### Given request
Find each line in the listing below that contains the word "blue" and copy every such line in full.
[begin Data for the task]
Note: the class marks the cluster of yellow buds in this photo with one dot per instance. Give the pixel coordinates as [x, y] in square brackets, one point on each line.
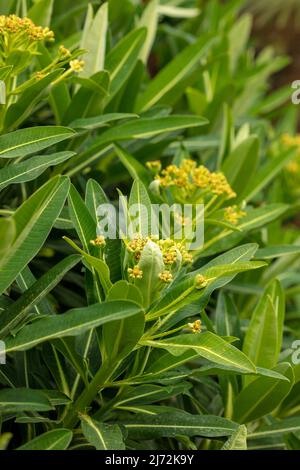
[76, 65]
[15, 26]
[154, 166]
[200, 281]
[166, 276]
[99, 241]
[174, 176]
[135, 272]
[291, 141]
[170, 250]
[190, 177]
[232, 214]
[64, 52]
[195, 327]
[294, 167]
[end Data for the task]
[begin Data for the task]
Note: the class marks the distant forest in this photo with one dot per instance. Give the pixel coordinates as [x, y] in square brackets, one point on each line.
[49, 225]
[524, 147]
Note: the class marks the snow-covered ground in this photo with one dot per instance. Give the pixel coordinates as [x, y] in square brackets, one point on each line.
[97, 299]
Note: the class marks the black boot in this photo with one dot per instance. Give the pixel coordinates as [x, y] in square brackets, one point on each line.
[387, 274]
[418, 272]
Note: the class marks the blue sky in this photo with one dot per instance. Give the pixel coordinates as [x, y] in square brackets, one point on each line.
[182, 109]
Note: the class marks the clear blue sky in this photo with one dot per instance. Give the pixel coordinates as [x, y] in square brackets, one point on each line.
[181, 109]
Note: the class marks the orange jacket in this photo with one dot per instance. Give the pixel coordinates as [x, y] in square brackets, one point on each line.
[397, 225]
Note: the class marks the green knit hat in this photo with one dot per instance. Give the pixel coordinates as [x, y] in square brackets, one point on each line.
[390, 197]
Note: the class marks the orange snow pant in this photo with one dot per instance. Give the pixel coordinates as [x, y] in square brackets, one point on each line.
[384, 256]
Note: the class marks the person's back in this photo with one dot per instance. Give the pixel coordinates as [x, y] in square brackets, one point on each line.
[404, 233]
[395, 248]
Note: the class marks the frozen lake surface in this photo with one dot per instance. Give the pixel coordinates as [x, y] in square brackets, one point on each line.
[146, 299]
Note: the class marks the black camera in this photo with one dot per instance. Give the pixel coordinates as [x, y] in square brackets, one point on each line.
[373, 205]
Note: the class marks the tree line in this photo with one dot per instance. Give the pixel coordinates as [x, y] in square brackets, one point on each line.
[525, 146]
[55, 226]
[end Data for the task]
### Result for this task
Note: the class marks the blue sky in this photo with one dot per instance. Give the pixel coordinates as [x, y] in square brackets, one point on each line.
Note: the class marks the clear blue sky in this photo with one dot per instance. Give the pixel coordinates as [x, y] in square brackets, one point on each line.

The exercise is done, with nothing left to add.